_Stated problem_
Please rewrite all the entries below, swapping "Target" for "Object" and leaving every other part unchanged.

_Exercise input_
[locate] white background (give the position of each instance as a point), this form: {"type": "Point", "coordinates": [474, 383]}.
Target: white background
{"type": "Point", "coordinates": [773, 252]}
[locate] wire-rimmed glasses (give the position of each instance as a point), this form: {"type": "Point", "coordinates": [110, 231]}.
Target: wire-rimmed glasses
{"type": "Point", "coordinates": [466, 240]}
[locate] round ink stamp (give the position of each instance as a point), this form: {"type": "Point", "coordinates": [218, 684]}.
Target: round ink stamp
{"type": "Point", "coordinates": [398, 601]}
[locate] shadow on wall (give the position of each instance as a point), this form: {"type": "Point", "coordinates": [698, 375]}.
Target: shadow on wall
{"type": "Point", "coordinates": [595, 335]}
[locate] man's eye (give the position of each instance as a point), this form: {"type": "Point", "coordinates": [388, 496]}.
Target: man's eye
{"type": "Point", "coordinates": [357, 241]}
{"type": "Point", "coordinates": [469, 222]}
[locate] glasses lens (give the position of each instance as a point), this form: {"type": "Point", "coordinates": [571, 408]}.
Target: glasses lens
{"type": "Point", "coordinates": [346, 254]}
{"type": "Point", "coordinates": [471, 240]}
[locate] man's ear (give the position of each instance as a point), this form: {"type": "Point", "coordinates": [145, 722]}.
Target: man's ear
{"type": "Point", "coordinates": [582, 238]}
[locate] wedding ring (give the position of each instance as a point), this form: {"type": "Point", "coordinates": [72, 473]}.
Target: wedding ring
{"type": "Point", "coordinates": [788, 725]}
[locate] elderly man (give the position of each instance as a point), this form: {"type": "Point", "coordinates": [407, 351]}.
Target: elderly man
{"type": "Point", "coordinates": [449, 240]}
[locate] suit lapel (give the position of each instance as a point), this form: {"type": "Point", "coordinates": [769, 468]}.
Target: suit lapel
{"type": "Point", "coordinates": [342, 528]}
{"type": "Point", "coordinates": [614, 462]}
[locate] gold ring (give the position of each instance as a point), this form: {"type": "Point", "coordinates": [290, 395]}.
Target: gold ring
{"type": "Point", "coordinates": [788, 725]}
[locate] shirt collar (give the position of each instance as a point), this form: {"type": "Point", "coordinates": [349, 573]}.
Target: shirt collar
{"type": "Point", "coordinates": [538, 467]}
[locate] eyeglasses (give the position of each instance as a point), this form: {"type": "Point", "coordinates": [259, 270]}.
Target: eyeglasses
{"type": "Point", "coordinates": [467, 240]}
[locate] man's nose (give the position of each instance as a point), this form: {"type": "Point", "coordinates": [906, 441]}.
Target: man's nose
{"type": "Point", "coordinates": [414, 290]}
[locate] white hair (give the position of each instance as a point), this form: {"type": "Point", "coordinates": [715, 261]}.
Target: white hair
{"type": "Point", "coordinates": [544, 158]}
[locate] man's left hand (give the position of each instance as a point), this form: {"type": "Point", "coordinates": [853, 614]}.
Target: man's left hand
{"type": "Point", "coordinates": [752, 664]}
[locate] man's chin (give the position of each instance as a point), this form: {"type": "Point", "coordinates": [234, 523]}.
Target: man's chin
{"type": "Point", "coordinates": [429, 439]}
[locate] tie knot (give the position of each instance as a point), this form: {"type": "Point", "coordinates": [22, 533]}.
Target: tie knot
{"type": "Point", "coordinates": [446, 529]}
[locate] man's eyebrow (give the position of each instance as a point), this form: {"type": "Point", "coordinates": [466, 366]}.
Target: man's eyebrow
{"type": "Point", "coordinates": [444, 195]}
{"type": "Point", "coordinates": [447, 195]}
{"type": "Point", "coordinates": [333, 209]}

_Answer to this task_
[locate] white background (give the position of each instance as a point), this form: {"type": "Point", "coordinates": [474, 383]}.
Object: white background
{"type": "Point", "coordinates": [773, 252]}
[locate] wire-rimmed glasses (give the position of each instance as a point), this form: {"type": "Point", "coordinates": [110, 231]}.
Object: wire-rimmed glasses
{"type": "Point", "coordinates": [466, 240]}
[locate] round ink stamp (give the position of each instance as a point), this form: {"type": "Point", "coordinates": [218, 684]}.
Object: round ink stamp
{"type": "Point", "coordinates": [398, 601]}
[locate] shadow on wall (give the position of each instance as a point), this form: {"type": "Point", "coordinates": [698, 375]}.
Object: shadow on wall
{"type": "Point", "coordinates": [595, 335]}
[locate] man's eye (give the position of each instance as a point), this form: {"type": "Point", "coordinates": [388, 496]}.
Object: man's eye
{"type": "Point", "coordinates": [357, 241]}
{"type": "Point", "coordinates": [469, 222]}
[locate] glasses lens (give the position of each instance as a point), this form: {"type": "Point", "coordinates": [571, 408]}.
Object: glasses lens
{"type": "Point", "coordinates": [346, 254]}
{"type": "Point", "coordinates": [471, 240]}
[locate] man's ear (give the position of each instance as a point), this form: {"type": "Point", "coordinates": [145, 722]}.
Object: man's ear
{"type": "Point", "coordinates": [582, 238]}
[locate] wedding ring (give the position of each instance as a point), this form: {"type": "Point", "coordinates": [72, 473]}.
Object: wedding ring
{"type": "Point", "coordinates": [788, 725]}
[locate] elderly man (give the position of each instance as a point), this form: {"type": "Point", "coordinates": [407, 351]}.
Object: elderly man
{"type": "Point", "coordinates": [449, 240]}
[locate] suit lapel (give the position of each instance as a point), this form: {"type": "Point", "coordinates": [769, 468]}.
Object: suit lapel
{"type": "Point", "coordinates": [342, 528]}
{"type": "Point", "coordinates": [614, 462]}
[locate] gold ring (give the position of each instance as a point), this form: {"type": "Point", "coordinates": [290, 395]}.
Object: gold ring
{"type": "Point", "coordinates": [788, 725]}
[locate] shirt collar (give the position of each instance as a point), this form: {"type": "Point", "coordinates": [349, 573]}.
Object: shirt collar
{"type": "Point", "coordinates": [538, 467]}
[locate] eyeglasses (give the position of each instance as a point), this form: {"type": "Point", "coordinates": [259, 270]}.
Object: eyeglasses
{"type": "Point", "coordinates": [467, 240]}
[locate] man's nose (give the position of each instance as a point), this form: {"type": "Point", "coordinates": [906, 441]}.
Object: man's nose
{"type": "Point", "coordinates": [414, 290]}
[locate] white hair (give the position of each instance as a point), this form: {"type": "Point", "coordinates": [715, 261]}.
Object: white hair
{"type": "Point", "coordinates": [544, 158]}
[locate] man's left hand (give the position of each instance as a point), this form: {"type": "Point", "coordinates": [853, 614]}.
Object: man's left hand
{"type": "Point", "coordinates": [752, 664]}
[locate] man's chin (give the position of each instance as a point), this form: {"type": "Point", "coordinates": [234, 523]}.
Object: man's chin
{"type": "Point", "coordinates": [429, 439]}
[locate] tie knot (give the position of each instance as a point), this form: {"type": "Point", "coordinates": [22, 533]}.
Object: tie knot
{"type": "Point", "coordinates": [446, 529]}
[locate] man's eyebrow (give the position of each instance as a point), this form: {"type": "Point", "coordinates": [466, 366]}.
Object: man's eyebrow
{"type": "Point", "coordinates": [444, 195]}
{"type": "Point", "coordinates": [447, 195]}
{"type": "Point", "coordinates": [333, 209]}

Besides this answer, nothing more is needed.